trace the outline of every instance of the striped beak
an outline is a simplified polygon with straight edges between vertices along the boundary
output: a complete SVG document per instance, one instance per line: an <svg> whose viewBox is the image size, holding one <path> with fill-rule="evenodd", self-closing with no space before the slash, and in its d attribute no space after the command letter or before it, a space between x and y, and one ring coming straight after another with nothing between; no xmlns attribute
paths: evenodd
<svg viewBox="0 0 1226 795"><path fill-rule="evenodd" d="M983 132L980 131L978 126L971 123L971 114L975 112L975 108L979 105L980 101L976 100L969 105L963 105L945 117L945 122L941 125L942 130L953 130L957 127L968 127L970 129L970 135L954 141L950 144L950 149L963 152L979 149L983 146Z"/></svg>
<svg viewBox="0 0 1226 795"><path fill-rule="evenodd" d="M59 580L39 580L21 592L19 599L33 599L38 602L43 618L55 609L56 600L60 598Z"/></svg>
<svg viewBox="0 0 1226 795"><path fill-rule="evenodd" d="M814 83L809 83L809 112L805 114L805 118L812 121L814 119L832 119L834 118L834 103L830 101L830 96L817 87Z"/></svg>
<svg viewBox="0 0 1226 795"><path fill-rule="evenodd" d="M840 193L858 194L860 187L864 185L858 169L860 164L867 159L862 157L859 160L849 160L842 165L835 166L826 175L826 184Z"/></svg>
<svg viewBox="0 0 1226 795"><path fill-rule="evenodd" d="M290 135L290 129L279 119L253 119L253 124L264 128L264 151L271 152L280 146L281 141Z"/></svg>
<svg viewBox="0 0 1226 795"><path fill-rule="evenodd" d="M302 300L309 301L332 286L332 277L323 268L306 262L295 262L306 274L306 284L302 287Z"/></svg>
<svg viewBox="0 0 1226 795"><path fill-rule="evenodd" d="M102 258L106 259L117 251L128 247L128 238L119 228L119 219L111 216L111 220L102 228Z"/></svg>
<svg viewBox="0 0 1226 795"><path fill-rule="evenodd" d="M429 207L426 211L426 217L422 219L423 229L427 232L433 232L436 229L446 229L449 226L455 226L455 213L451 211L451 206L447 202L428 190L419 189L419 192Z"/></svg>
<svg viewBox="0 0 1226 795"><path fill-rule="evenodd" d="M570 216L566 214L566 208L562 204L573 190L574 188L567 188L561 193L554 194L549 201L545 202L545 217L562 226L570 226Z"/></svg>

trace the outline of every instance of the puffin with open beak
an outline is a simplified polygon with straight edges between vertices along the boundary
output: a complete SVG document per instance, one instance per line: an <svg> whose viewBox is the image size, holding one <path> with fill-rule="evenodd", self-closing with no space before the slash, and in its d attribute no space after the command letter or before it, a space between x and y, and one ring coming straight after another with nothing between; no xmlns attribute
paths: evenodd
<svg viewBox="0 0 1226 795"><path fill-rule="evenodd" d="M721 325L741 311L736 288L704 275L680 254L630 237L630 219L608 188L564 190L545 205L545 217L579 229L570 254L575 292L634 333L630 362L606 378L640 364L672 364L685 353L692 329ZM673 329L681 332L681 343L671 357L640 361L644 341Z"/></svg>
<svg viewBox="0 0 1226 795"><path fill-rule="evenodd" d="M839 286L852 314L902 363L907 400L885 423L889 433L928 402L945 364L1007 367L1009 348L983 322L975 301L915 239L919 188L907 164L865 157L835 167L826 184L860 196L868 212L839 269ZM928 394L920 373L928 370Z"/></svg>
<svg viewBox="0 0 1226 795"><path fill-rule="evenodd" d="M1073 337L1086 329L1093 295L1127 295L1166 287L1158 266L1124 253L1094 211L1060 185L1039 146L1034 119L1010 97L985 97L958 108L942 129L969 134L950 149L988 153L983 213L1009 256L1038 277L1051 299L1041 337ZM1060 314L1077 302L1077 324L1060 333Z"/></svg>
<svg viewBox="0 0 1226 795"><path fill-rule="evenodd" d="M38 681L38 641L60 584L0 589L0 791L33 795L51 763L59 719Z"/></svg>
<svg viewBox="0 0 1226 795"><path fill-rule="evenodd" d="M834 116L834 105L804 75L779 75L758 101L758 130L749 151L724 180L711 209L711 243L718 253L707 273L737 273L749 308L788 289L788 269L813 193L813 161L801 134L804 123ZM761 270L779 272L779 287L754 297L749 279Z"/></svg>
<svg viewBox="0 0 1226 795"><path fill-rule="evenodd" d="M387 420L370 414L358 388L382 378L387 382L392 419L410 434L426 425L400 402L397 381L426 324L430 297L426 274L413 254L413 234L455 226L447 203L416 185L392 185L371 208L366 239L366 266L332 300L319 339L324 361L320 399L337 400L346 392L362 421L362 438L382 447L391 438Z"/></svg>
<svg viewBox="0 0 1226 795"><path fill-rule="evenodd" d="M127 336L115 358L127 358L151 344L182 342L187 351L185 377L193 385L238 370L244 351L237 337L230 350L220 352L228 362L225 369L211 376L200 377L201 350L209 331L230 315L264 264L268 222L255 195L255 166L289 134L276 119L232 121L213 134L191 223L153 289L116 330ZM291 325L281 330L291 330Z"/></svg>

...

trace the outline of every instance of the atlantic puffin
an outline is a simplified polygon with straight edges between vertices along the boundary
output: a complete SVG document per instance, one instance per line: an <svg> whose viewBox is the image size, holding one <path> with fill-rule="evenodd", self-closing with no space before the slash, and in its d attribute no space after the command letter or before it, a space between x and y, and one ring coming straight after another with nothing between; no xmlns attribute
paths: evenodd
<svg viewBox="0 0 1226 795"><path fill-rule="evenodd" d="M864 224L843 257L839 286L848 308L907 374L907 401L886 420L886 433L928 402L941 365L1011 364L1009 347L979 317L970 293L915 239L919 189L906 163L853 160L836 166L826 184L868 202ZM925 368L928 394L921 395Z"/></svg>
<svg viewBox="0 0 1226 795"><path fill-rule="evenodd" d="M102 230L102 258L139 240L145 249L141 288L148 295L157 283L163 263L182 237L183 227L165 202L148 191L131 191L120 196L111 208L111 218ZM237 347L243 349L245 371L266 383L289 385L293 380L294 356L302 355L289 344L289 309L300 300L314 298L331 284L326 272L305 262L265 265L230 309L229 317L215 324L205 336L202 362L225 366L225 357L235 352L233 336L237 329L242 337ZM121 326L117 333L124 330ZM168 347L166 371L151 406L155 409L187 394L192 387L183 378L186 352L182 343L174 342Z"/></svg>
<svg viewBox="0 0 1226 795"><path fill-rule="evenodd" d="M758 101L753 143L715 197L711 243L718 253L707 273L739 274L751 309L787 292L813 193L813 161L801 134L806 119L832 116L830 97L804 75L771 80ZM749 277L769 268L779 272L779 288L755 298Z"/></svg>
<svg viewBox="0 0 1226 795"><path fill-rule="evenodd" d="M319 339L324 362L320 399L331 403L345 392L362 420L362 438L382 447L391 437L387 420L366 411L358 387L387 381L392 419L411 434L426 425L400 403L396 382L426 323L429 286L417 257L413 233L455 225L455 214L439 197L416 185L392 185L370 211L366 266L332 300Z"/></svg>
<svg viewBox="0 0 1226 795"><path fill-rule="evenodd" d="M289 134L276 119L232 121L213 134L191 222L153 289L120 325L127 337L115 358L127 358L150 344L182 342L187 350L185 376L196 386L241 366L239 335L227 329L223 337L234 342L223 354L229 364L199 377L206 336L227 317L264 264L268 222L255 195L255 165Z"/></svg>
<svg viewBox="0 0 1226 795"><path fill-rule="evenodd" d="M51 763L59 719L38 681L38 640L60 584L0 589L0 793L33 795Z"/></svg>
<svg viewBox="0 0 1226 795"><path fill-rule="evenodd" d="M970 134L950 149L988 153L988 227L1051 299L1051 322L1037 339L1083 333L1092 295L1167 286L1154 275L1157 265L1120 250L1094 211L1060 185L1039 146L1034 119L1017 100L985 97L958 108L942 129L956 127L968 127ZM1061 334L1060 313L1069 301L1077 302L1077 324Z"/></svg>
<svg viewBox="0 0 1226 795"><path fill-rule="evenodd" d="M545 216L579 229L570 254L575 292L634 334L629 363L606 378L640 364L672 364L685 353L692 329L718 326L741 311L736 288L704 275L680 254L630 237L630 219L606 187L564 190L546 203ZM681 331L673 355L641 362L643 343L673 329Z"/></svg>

▶ [Activity] Scan the lines above, and whenever one holds the string "puffin", copy it.

▶ [Response for this exercise]
trace the outline of every instance of the puffin with open beak
trace the outline of every instance of the atlantic puffin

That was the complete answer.